> _EXERCISE REQUIREMENTS_:
Continue the post about recovering from knee replacement surgery, starting right after its last line.

> _EXERCISE PASSAGE_:
=== Section Start ===

Being the Poster Child for Knee Replacement Surgery: The Joys and Sorrows of Same; Out Damn Spot; Clearing the Deck; The Strange Sensation When Someone Reads Your Mind; Helplessness Is Not Necessary for Meaningful Relationships.

Well, I am, in all modesty, the poster child for knee replacement surgery. My recovery is nothing short of miraculous. I think the greatest compliment came last Friday. A very precious person said this:

He: Alexis! I am SO proud of you! You are like a professional athlete. When they sustain injuries they put their entire minds, their entire existence into their recovery. That is what you have done.

Now, no one is going to believe this, BUT I was rendered speechless. This strange reaction occurred for many reasons. A lesser reason is that I do not know shit about professional athletes. But a larger, more personal cause of such speechlessness is the sense of being truly seen by another person, seen and appreciated thoroughly. Saw me even more than I saw myself because, come to think of it, that is exactly what I did. I got rid of all of the crap in my life and just focused. The crap included people – there were worthless people crowding my life people. People who betrayed me but were somehow taking up space in my mind. I did nothing to deserve their betrayal but it continued to haunt me. There is no way to change the past, it is necessary to utilize the words of Lady McBeth:

She: Out damn spot! Out!

=== Section End ===

> _MATERIAL SHOWN_:
=== Section Start ===

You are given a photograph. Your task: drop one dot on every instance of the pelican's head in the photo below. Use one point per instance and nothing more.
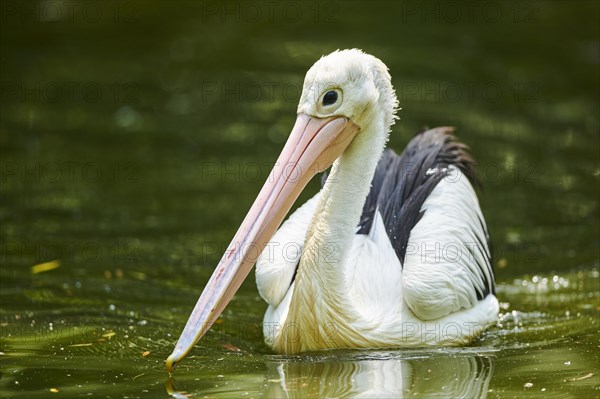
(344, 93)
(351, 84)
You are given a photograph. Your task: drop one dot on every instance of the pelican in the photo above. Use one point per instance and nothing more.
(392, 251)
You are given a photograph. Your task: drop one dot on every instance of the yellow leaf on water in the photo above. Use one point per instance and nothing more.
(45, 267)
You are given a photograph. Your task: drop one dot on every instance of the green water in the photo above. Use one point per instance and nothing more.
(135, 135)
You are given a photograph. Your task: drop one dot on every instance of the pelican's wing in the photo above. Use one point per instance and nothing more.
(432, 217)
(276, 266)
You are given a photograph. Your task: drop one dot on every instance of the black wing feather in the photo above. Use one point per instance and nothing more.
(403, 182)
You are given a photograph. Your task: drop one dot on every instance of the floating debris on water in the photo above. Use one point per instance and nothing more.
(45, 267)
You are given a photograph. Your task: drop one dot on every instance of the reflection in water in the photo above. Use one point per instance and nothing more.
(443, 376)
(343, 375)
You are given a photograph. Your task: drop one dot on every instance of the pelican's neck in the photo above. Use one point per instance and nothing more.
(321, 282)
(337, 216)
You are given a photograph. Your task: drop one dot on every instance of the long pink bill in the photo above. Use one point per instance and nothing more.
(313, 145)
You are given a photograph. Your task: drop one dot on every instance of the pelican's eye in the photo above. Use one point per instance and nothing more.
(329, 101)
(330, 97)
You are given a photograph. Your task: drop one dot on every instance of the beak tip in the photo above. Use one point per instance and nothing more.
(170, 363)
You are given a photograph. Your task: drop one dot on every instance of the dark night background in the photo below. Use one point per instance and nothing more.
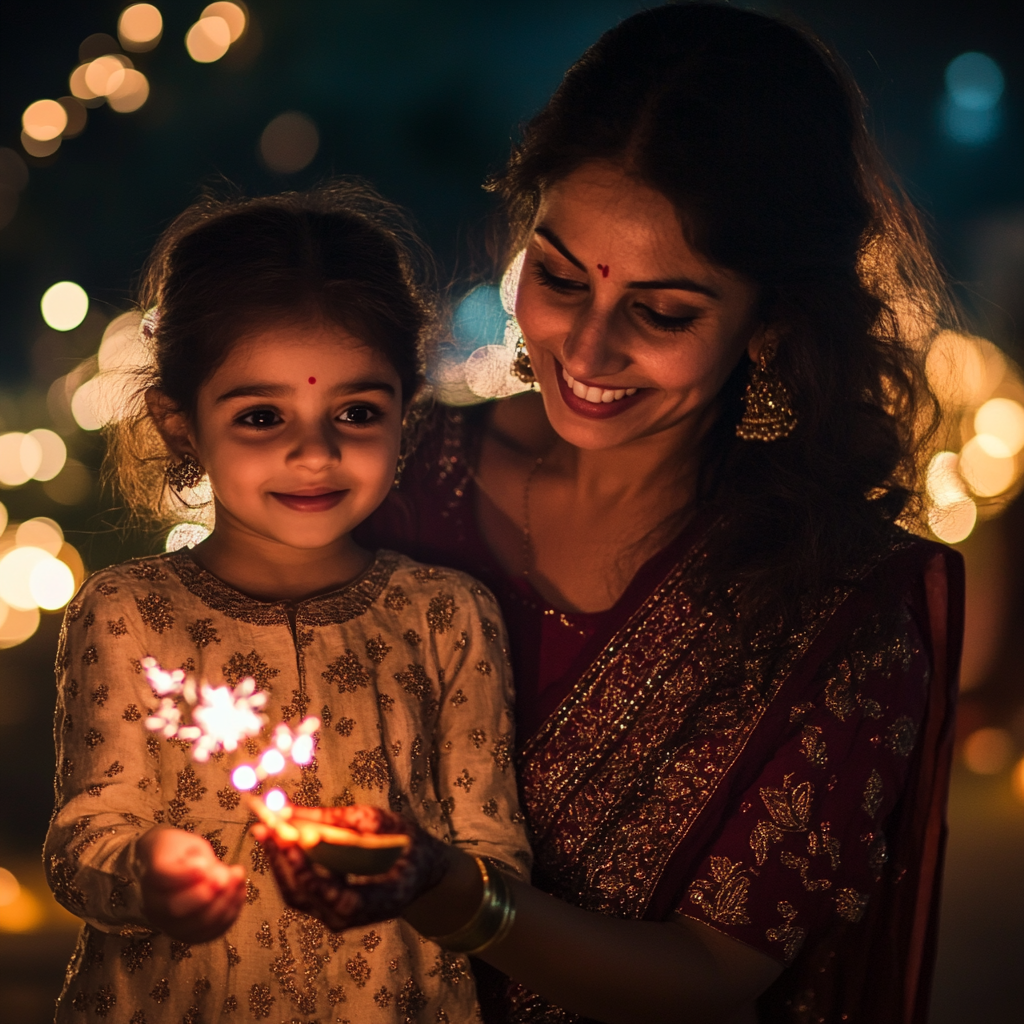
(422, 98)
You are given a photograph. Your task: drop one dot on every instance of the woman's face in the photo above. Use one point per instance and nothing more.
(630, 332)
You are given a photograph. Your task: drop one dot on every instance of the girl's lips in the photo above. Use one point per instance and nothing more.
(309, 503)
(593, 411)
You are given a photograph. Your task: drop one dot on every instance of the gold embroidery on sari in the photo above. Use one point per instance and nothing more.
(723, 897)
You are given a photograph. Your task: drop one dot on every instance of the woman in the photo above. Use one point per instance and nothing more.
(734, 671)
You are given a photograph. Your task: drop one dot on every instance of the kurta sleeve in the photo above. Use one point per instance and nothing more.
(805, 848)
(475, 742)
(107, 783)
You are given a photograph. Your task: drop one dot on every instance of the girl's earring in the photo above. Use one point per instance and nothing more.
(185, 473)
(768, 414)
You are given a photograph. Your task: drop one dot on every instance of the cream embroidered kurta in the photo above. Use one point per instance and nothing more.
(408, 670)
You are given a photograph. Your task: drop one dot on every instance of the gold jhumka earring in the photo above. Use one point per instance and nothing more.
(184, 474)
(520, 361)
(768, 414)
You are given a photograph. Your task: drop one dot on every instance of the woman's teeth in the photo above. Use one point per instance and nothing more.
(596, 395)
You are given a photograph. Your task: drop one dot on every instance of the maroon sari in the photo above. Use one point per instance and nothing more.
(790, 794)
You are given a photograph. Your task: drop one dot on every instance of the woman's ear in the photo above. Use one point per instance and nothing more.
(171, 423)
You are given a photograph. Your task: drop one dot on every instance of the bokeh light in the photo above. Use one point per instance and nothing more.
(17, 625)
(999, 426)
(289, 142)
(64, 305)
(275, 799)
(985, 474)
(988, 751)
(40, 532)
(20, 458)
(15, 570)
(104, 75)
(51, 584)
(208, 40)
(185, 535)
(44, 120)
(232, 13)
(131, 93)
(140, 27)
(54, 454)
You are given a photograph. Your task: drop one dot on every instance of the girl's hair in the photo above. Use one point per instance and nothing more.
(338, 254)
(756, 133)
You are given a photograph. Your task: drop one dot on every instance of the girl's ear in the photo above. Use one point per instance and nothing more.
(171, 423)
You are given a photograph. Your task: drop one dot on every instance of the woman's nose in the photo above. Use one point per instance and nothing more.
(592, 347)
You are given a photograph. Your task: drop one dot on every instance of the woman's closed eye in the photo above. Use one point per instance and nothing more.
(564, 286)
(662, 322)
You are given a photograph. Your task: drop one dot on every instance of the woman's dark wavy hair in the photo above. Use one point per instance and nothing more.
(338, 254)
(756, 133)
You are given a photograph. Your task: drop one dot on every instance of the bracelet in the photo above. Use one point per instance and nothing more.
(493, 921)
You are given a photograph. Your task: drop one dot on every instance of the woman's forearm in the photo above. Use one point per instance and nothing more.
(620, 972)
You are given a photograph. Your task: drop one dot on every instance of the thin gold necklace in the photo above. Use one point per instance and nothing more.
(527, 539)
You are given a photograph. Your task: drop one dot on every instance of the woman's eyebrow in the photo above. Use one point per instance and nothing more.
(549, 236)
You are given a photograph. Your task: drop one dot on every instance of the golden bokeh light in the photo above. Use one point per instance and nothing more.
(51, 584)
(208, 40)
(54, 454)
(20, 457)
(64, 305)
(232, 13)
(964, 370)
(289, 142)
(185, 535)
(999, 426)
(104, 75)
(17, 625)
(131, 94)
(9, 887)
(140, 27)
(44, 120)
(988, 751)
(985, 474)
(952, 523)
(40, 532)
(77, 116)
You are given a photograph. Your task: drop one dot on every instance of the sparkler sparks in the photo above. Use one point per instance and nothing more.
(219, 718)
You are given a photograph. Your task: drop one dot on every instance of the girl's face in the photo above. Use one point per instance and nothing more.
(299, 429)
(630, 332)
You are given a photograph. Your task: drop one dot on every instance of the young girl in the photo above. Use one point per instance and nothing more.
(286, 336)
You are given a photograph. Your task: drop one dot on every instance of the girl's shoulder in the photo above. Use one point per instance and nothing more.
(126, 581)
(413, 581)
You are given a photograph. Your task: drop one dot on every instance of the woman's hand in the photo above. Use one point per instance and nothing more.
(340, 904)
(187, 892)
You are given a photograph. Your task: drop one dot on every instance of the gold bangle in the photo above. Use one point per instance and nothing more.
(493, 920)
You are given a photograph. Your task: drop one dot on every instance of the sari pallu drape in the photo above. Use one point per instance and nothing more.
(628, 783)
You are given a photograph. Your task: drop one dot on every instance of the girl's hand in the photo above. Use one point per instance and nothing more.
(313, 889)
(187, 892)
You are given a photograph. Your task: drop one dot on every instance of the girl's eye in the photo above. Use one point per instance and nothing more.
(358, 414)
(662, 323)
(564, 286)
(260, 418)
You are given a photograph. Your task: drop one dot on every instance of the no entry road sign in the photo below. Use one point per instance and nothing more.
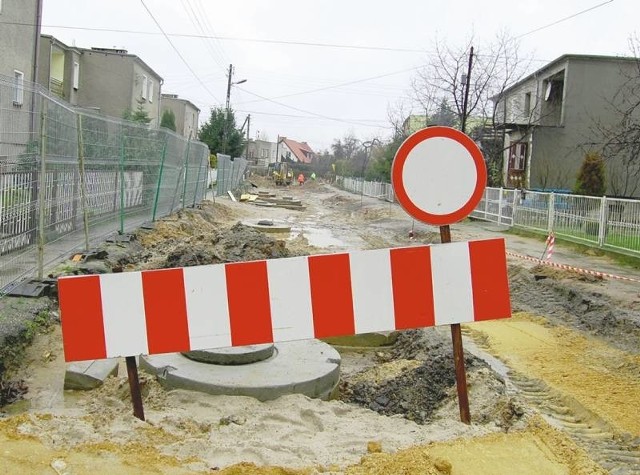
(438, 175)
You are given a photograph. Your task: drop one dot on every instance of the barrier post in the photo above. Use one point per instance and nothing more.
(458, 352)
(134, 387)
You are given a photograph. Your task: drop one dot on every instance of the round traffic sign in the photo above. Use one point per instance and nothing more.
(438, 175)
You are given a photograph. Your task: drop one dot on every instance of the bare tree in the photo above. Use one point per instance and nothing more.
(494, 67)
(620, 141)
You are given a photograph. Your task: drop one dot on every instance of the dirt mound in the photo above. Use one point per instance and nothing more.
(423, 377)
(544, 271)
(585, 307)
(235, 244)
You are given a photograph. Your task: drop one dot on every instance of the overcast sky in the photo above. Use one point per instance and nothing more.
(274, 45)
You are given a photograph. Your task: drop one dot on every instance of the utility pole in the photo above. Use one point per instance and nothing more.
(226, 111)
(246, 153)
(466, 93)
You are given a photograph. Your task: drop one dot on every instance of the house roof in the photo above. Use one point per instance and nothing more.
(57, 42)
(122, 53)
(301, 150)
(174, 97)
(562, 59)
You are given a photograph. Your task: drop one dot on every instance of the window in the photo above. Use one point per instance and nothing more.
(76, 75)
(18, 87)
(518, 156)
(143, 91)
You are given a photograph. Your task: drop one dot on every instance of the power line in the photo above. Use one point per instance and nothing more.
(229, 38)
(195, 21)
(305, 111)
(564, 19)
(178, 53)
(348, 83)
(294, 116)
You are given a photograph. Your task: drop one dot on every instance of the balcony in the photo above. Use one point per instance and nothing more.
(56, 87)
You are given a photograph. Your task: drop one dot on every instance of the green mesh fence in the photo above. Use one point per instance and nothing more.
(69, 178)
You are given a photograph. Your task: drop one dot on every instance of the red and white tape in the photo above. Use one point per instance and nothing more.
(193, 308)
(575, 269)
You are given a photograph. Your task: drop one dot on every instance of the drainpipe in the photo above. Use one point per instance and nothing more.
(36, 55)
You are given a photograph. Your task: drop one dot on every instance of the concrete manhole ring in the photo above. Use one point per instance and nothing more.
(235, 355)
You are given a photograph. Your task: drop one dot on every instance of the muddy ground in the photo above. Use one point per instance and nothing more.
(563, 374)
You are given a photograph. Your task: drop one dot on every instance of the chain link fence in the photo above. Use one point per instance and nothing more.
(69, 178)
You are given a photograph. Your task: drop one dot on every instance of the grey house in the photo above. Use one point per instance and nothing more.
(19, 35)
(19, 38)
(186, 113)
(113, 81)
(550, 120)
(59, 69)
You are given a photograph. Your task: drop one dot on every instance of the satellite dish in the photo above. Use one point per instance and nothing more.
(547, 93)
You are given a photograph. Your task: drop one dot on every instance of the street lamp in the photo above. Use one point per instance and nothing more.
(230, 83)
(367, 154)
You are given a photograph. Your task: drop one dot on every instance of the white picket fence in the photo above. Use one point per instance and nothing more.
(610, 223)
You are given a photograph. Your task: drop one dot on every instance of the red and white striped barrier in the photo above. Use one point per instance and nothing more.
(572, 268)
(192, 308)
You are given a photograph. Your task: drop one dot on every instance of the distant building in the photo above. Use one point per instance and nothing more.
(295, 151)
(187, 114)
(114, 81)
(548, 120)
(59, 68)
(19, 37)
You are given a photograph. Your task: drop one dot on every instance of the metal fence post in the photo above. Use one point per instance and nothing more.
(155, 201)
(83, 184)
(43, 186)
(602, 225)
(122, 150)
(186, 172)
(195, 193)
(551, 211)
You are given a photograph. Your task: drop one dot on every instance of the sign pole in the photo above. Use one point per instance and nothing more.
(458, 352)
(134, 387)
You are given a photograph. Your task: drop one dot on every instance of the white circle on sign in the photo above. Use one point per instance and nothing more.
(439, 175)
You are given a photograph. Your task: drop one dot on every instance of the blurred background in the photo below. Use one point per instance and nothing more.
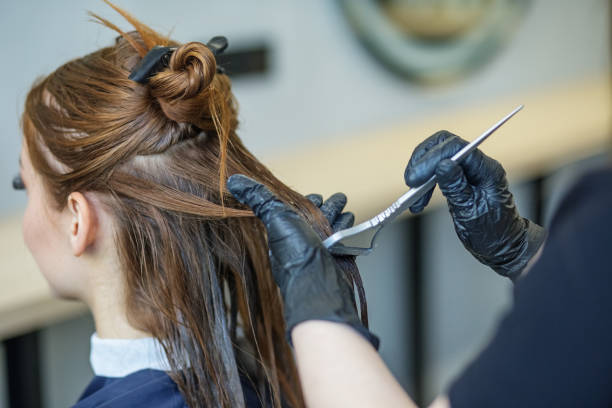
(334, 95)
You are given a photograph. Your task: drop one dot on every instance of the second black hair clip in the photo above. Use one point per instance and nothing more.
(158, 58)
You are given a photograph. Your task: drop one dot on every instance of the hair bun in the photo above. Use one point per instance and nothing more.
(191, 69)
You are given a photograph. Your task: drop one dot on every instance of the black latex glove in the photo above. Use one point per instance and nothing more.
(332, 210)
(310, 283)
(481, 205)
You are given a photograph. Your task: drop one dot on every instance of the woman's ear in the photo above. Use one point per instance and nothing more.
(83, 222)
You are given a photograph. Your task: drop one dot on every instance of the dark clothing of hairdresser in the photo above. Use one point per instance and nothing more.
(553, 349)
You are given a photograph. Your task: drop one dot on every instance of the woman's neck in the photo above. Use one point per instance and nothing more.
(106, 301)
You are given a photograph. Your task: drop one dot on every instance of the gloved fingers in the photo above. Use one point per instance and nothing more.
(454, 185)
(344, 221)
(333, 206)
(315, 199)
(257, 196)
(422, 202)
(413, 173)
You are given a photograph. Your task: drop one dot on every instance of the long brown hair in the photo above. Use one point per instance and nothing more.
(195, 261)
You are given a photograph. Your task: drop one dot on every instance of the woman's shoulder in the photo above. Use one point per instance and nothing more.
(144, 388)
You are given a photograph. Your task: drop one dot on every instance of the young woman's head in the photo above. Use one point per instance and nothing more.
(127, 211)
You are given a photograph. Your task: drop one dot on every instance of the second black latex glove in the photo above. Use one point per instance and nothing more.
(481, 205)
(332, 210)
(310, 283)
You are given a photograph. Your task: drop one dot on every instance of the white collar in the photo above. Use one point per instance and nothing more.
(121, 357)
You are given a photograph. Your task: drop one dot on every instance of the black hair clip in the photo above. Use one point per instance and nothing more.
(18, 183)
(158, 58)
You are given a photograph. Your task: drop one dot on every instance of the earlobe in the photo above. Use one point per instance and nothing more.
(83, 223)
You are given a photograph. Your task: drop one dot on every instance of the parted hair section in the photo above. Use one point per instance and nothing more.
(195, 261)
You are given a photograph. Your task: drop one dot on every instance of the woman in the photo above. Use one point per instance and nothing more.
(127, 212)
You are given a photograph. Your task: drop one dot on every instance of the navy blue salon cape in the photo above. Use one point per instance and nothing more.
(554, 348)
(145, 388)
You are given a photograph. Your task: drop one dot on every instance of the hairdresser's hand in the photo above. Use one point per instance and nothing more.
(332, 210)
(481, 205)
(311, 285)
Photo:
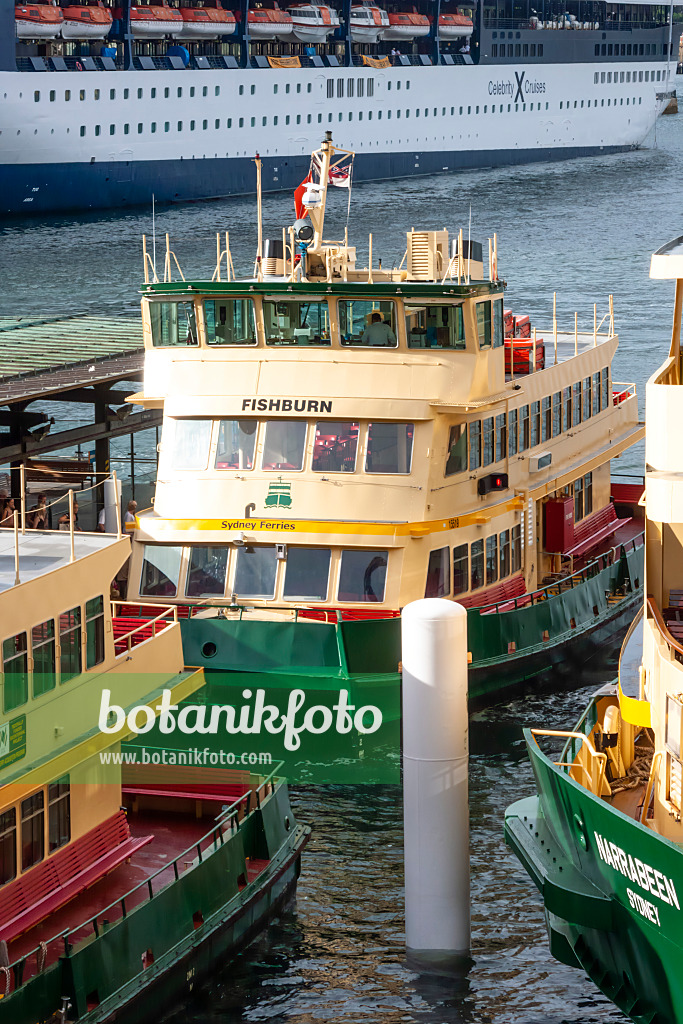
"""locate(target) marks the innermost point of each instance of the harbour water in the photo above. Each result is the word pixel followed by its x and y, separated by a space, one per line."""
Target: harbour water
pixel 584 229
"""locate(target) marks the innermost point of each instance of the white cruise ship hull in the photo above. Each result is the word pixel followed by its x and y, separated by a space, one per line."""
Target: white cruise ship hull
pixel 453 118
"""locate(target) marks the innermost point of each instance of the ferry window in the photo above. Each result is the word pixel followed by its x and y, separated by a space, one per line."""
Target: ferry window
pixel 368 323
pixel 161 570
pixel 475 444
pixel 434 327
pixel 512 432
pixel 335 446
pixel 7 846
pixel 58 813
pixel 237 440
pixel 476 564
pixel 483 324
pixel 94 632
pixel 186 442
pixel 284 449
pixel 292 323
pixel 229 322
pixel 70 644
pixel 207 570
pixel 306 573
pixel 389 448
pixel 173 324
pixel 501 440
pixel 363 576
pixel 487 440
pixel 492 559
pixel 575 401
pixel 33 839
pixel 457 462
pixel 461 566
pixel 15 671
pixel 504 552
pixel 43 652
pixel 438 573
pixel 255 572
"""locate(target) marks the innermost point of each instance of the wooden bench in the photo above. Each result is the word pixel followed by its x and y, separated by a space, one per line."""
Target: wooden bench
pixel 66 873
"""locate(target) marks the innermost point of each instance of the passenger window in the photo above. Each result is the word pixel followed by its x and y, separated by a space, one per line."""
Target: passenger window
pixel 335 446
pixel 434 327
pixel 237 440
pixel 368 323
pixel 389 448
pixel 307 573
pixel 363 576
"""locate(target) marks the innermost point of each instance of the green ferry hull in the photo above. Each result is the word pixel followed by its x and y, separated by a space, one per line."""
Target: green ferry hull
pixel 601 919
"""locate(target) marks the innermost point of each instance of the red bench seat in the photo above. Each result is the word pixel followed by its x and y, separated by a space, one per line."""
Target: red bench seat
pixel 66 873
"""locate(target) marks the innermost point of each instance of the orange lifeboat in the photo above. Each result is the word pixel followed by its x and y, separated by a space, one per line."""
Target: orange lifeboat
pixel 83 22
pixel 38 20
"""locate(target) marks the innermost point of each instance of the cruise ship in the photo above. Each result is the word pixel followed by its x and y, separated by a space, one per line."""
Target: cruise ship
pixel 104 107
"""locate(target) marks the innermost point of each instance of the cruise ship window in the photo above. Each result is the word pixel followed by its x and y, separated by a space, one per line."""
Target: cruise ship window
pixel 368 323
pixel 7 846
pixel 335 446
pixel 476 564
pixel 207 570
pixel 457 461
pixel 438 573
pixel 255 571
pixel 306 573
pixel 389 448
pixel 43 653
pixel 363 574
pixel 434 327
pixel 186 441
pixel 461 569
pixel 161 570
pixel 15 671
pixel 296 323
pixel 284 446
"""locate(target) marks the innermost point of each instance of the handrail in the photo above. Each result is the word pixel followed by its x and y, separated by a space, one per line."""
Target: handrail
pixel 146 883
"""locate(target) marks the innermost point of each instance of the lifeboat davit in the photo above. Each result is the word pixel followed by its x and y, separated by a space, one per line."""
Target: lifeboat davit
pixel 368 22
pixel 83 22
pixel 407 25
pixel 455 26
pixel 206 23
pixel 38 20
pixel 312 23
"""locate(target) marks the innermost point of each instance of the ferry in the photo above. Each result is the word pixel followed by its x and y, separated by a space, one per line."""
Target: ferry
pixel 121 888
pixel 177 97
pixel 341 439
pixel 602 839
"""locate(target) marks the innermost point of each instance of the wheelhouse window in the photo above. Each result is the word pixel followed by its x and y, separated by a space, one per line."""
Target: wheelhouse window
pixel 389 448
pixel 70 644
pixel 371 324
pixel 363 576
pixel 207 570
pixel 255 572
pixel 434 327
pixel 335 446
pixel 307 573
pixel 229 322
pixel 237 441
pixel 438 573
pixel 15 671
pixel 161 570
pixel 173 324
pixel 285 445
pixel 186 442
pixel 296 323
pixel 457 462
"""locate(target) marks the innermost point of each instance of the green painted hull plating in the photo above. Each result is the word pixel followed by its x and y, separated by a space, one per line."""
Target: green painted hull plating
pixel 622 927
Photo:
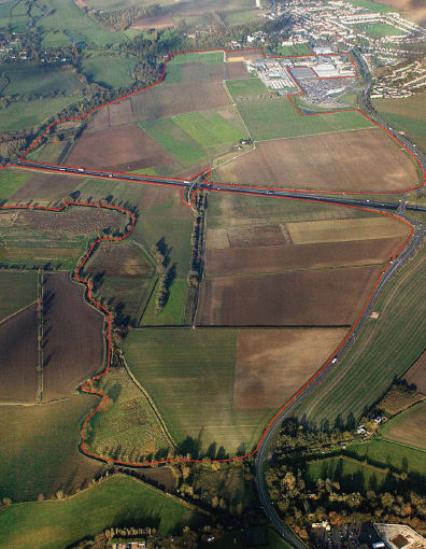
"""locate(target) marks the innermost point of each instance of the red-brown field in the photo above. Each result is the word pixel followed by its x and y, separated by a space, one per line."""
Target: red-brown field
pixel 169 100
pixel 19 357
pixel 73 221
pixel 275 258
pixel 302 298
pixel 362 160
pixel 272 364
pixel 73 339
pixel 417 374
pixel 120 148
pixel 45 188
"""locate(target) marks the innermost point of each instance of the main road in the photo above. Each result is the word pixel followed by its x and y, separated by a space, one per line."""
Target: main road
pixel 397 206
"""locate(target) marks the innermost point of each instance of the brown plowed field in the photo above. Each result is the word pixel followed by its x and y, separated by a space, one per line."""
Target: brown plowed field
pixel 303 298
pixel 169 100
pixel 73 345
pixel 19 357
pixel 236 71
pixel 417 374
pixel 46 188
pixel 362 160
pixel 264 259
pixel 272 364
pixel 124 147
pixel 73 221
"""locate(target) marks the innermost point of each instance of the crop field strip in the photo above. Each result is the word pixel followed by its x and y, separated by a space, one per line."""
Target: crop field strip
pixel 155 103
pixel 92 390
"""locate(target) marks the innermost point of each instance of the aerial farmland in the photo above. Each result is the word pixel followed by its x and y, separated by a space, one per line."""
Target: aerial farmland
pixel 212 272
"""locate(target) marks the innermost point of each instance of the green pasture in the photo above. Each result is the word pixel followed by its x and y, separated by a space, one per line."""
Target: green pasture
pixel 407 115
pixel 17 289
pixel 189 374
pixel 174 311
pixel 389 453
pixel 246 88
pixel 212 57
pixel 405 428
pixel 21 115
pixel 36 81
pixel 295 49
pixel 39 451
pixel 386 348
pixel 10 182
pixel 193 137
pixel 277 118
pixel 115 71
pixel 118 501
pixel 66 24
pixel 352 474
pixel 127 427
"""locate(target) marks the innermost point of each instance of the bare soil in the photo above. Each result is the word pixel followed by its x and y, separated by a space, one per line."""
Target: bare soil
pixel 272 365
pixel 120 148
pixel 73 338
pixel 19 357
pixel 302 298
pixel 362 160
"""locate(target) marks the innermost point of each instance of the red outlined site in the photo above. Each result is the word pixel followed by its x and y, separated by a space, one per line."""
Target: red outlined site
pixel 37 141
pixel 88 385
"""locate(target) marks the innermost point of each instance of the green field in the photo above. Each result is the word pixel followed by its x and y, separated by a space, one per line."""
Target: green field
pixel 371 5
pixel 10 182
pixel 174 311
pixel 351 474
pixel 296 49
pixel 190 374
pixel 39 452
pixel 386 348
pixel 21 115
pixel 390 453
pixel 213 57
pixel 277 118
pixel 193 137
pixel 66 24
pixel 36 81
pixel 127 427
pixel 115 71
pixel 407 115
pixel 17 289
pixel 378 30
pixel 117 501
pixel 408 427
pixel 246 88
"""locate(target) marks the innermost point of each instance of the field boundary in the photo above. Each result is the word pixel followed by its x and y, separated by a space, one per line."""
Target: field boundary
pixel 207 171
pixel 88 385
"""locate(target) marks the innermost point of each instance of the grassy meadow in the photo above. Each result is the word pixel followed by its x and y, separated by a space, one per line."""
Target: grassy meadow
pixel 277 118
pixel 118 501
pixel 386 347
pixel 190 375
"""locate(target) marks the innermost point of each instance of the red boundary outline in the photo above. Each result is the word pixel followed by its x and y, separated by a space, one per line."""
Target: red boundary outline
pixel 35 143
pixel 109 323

=== Section End ===

> _THE ANSWER_:
Do you not love Will? He says things so well. “Out, damned spot! out, I say!—One, two; why, then ‘tis time to do’t.—Hell is murky!—Fie, my lord, fie! a soldier, and afeard? What need we fear who knows it, when none can call our power to account?—Yet who would have thought the old man to have so much blood in him? The thane of Fife had a wife; where is she now?—What, will these hands ne’er be clean?—No more o’that, my lord, no more o’that: you mar all with this starting. Here’s the smell of the blood still: all the perfumes of Arabia will not sweeten this little hand. Oh, oh, oh!”

It is interesting that everyone says that they are proud of me. One of my doctors said that he was going to call my beloved Internists to tell of his observation of my recovery knowing how how incredibly pleased my Doc would be. . I had called his office and left word that I was doing well but it is the confirmation would have been so reassuring. Everyone has been rooting for me – everyone seems on my team. My Care Giver told me yesterday that she was proud of me – she does this for a job and her life and caring has touched probably tens over the years. But she is proud of me of what I have accomplished.

Back to Instagram, a posting and a message from a man in Australia. G=He posted:

He: Take care of yourself so that you can take care of yourself.

Me: Great philosophy and useful when when recovering from knee replacement surgery. I am doing a super job of taking care of myself and it shows. It brings joy to other people who celebrate my speedy recovery.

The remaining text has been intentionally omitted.